[Opening Supplied text section]

Jim LeBrecht was a life-of-the-party 15-year-old with spina bifida when he got off the bus at Camp Jened. The three-hour ride from his New York City home to the Catskills camp, then in its 20th year of catering specifically to children with disabilities, was fun and strange and, in ways he couldn’t imagine, the first step on a journey that coincided with a societal transformation.
LeBrecht’s winning personality and self-aware perspective enroll us immediately in Crip Camp, the disarming, infuriating and essential documentary co-directed by the longtime East Bay sound designer and local ace Nicole Newnham (The Rape of Europa). It’s the film we didn’t know we needed, filling a great gap in the history of the civil rights movement that I, at least, didn’t realize existed.
Crip Camp opened the Sundance Film Festival in January, reconnecting the festival with its politically conscious roots, and premieres Wednesday, March 25 on Netflix. A celebratory community screening was planned for SFFILM in April, until the coronavirus forced the festival’s cancellation. You can still cheer and yell at the screen, albeit from the “comfort” of your own home. (You can also yell at the federal government, though you may want to open your window à la a certain Howard Beale.)
LeBrecht’s recounting of his various awakenings at hippie-happy Camp Jened in the summer of ’71—romantic and sexual, included—establishes Crip Camp at the outset as a coming-of-age story, with all the joy, awkwardness, gratifying nostalgia and life lessons one anticipates. It’s a smart strategy in a couple of ways: Through one man’s eyes, we view that period and, more importantly, what it was like to live and to be perceived as “disabled.” We’re in the room, not peering through a window, with people who are alive and irreverent and sensitive and horny and, well, people.
Another benefit of this approach is it allows Crip Camp to avoid earnestness, and the deadly air of a “message film.” Serious subjects are discussed—dependence and independence, the lack of privacy—but they are framed as personal issues, even if every camper deals with them on a daily basis back home.

[Closing Supplied text section]
[Opening Data records section]

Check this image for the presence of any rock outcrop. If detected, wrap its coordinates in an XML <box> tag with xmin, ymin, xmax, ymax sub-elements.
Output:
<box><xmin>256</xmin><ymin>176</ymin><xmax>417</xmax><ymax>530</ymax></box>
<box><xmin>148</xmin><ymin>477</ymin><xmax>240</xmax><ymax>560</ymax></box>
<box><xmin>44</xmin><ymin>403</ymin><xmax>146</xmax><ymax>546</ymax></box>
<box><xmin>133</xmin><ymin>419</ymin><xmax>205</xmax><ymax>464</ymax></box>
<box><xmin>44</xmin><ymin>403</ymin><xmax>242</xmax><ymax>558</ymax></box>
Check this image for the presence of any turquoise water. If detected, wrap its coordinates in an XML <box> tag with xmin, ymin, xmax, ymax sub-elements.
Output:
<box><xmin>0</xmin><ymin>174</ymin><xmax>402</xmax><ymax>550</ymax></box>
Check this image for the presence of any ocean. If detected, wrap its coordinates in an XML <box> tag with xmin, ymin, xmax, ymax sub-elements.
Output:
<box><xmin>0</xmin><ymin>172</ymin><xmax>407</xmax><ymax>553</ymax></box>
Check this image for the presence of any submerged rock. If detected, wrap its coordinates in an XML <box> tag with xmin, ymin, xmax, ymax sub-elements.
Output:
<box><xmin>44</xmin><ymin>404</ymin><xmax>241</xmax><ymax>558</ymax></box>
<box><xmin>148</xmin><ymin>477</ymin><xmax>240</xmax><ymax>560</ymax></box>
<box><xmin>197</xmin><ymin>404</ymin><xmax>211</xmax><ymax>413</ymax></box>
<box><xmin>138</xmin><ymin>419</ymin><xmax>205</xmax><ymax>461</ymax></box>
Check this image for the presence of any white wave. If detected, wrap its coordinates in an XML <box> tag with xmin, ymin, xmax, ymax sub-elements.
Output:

[Closing Data records section]

■ **Requirement**
Duplicate the full review of Crip Camp, word for word.

■ **Exercise output**
Jim LeBrecht was a life-of-the-party 15-year-old with spina bifida when he got off the bus at Camp Jened. The three-hour ride from his New York City home to the Catskills camp, then in its 20th year of catering specifically to children with disabilities, was fun and strange and, in ways he couldn’t imagine, the first step on a journey that coincided with a societal transformation.
LeBrecht’s winning personality and self-aware perspective enroll us immediately in Crip Camp, the disarming, infuriating and essential documentary co-directed by the longtime East Bay sound designer and local ace Nicole Newnham (The Rape of Europa). It’s the film we didn’t know we needed, filling a great gap in the history of the civil rights movement that I, at least, didn’t realize existed.
Crip Camp opened the Sundance Film Festival in January, reconnecting the festival with its politically conscious roots, and premieres Wednesday, March 25 on Netflix. A celebratory community screening was planned for SFFILM in April, until the coronavirus forced the festival’s cancellation. You can still cheer and yell at the screen, albeit from the “comfort” of your own home. (You can also yell at the federal government, though you may want to open your window à la a certain Howard Beale.)
LeBrecht’s recounting of his various awakenings at hippie-happy Camp Jened in the summer of ’71—romantic and sexual, included—establishes Crip Camp at the outset as a coming-of-age story, with all the joy, awkwardness, gratifying nostalgia and life lessons one anticipates. It’s a smart strategy in a couple of ways: Through one man’s eyes, we view that period and, more importantly, what it was like to live and to be perceived as “disabled.” We’re in the room, not peering through a window, with people who are alive and irreverent and sensitive and horny and, well, people.
Another benefit of this approach is it allows Crip Camp to avoid earnestness, and the deadly air of a “message film.” Serious subjects are discussed—dependence and independence, the lack of privacy—but they are framed as personal issues, even if every camper deals with them on a daily basis back home.